→ Aim of the task
Exclude the pictures and retype the entries as written.

Coordinate labeling data
▽
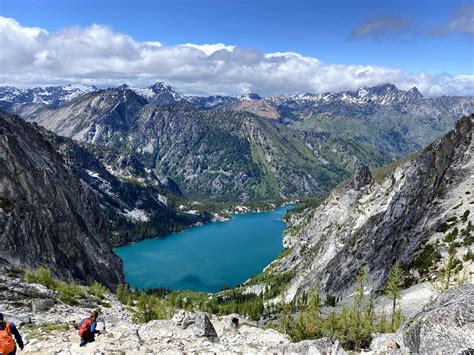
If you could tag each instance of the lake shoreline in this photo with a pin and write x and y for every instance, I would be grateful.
(216, 255)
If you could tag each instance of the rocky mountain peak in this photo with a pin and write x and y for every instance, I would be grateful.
(362, 176)
(251, 96)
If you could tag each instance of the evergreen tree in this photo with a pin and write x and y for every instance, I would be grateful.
(393, 289)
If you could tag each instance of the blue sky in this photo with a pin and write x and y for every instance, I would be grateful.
(412, 36)
(314, 28)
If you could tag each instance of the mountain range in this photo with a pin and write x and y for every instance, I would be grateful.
(220, 154)
(395, 122)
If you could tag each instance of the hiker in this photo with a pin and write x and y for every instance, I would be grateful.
(87, 330)
(7, 332)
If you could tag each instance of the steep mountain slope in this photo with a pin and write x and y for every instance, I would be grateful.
(412, 214)
(219, 154)
(137, 203)
(394, 121)
(48, 216)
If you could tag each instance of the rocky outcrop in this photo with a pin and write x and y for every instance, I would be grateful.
(362, 177)
(403, 214)
(48, 216)
(50, 330)
(445, 325)
(214, 154)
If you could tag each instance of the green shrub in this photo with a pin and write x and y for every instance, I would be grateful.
(5, 204)
(465, 215)
(426, 258)
(69, 292)
(97, 290)
(14, 272)
(451, 236)
(469, 256)
(443, 227)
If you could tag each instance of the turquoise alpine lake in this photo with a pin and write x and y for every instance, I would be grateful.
(206, 258)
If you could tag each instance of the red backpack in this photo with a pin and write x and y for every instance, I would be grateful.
(85, 326)
(7, 343)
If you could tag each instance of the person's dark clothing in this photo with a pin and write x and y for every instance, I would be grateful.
(14, 331)
(89, 336)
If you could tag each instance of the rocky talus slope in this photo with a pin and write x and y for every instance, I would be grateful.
(445, 325)
(45, 322)
(413, 214)
(48, 216)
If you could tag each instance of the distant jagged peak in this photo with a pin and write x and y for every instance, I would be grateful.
(160, 93)
(123, 86)
(250, 96)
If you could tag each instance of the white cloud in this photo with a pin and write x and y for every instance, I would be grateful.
(100, 56)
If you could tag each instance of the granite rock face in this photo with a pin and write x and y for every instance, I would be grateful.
(48, 216)
(445, 325)
(212, 154)
(50, 330)
(373, 223)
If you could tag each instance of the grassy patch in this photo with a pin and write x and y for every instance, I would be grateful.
(68, 293)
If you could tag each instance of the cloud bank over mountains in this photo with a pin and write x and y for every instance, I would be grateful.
(100, 56)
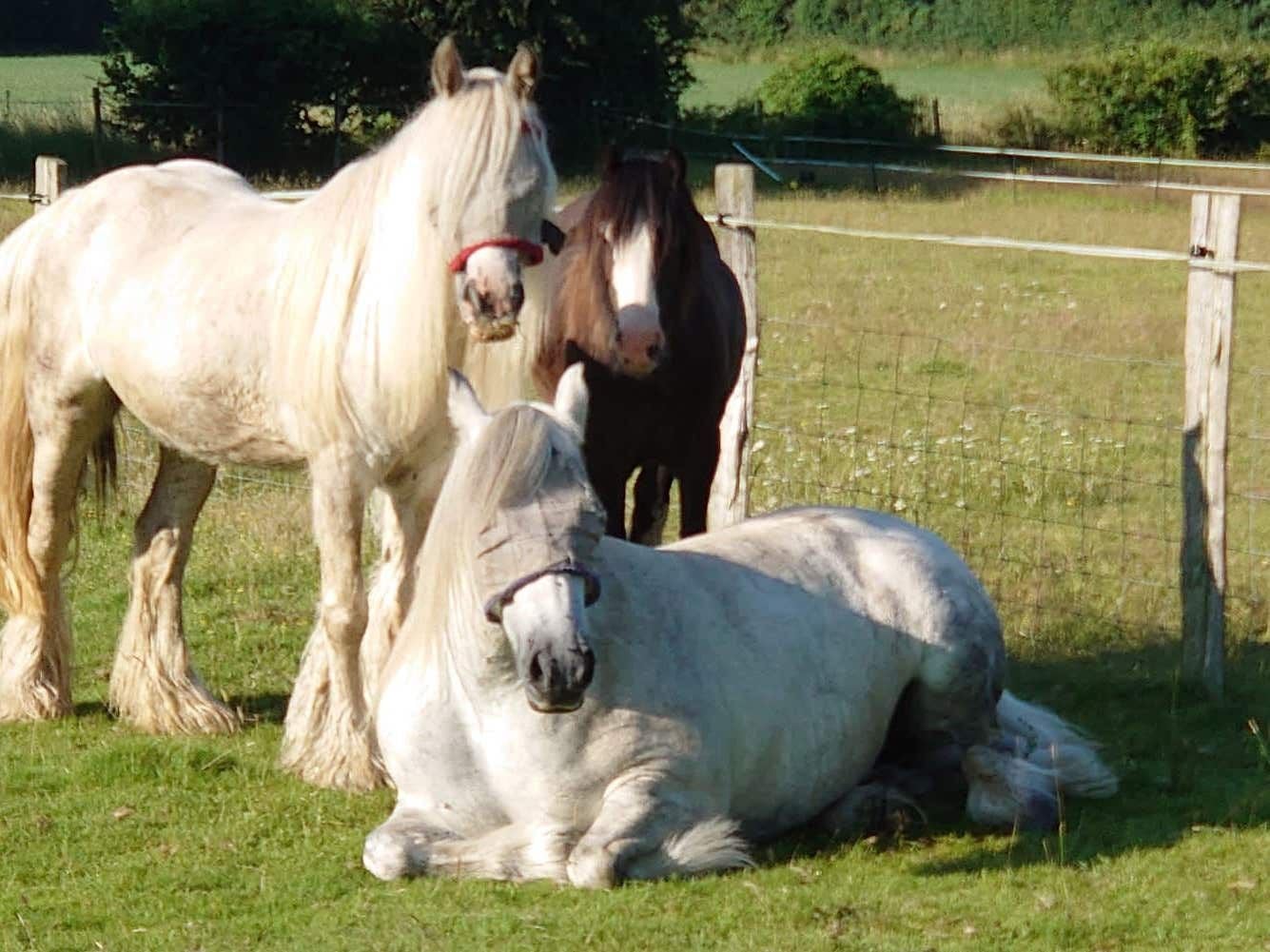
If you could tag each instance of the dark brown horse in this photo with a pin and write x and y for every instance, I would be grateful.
△
→ Output for this task
If you could tag each instance of the lake shoreline in this photo with a pin and write x and y for every instance, I would be grateful.
(216, 255)
If you could tag each instance of the rocky mountain peak in this photo with a pin and write x and y for every instance, I would be grateful.
(362, 176)
(251, 96)
If you could tag each instance of the evergreen tree in this photo with a pin and write x and y for every instance, I would be grateful.
(393, 289)
If you could tag each instance of the blue sky in this photo with a pin and write x and y for every instance, I would be grateful.
(412, 36)
(314, 28)
If you could tag each instance of the mountain range in this photo with a pin and write x and y for every instance, I would be grateful.
(220, 154)
(395, 122)
If you could tag each instance of the hiker in this photo with a pin and write x and y for every instance, I would be grateful.
(87, 330)
(7, 332)
If you could tag each instance of the steep mountain slope in this photo with a pin and write x and y for every instance, I would be grateful.
(412, 214)
(219, 154)
(137, 203)
(394, 121)
(48, 216)
If you could tag each instance of the rocky outcrop in this photo with a pin and write x and y for every instance, I would be grateful.
(362, 177)
(403, 214)
(48, 216)
(50, 330)
(445, 325)
(214, 154)
If you could tag each instance of the green shrub in this photo with a pin and write x and y for every instance, I would be grateful.
(5, 204)
(465, 215)
(426, 258)
(69, 292)
(97, 290)
(14, 272)
(451, 236)
(469, 256)
(443, 227)
If you could tag each instance of the turquoise alpine lake in this photo with a pin and write x and y for every instance, I would be grateful.
(206, 258)
If you could tag each instance of the red backpack in this photo with a pin and write x and y for every instance, I would be grateful.
(85, 326)
(7, 343)
If you could tag each instance of the person's dark clothing in this photo with a pin and write x and y for every instance, I would be grateful.
(14, 331)
(89, 336)
If you could tag each instance of the rocky talus slope in this photo with a pin and write x and y for every instance, I would be grateful.
(445, 325)
(45, 322)
(413, 214)
(48, 216)
If you could tag each instance of the distant jagged peak in this photo with a pin and write x and y for every instance, I would be grateful.
(160, 93)
(123, 86)
(250, 96)
If you could tag each instance of the white cloud in this photo with a pin and write x and y for every instance, I would be grateful.
(100, 56)
If you could tag each instance of the granite rock face in this photo with a pin and write x and y for every instance, I would be grateful.
(48, 216)
(445, 325)
(212, 154)
(50, 330)
(373, 223)
If you could tag each instance of the grassy patch in this photo with a pin and write x and y for every instance, I would be grateful.
(68, 293)
If you could tag each instance of the cloud bank over mountains in this photo with a pin and write x and y for every instance, I would be grateful.
(100, 56)
If you could tag each instance of the dark brown horse in this photo with a pin and write x and y for every instance, I would be grateful.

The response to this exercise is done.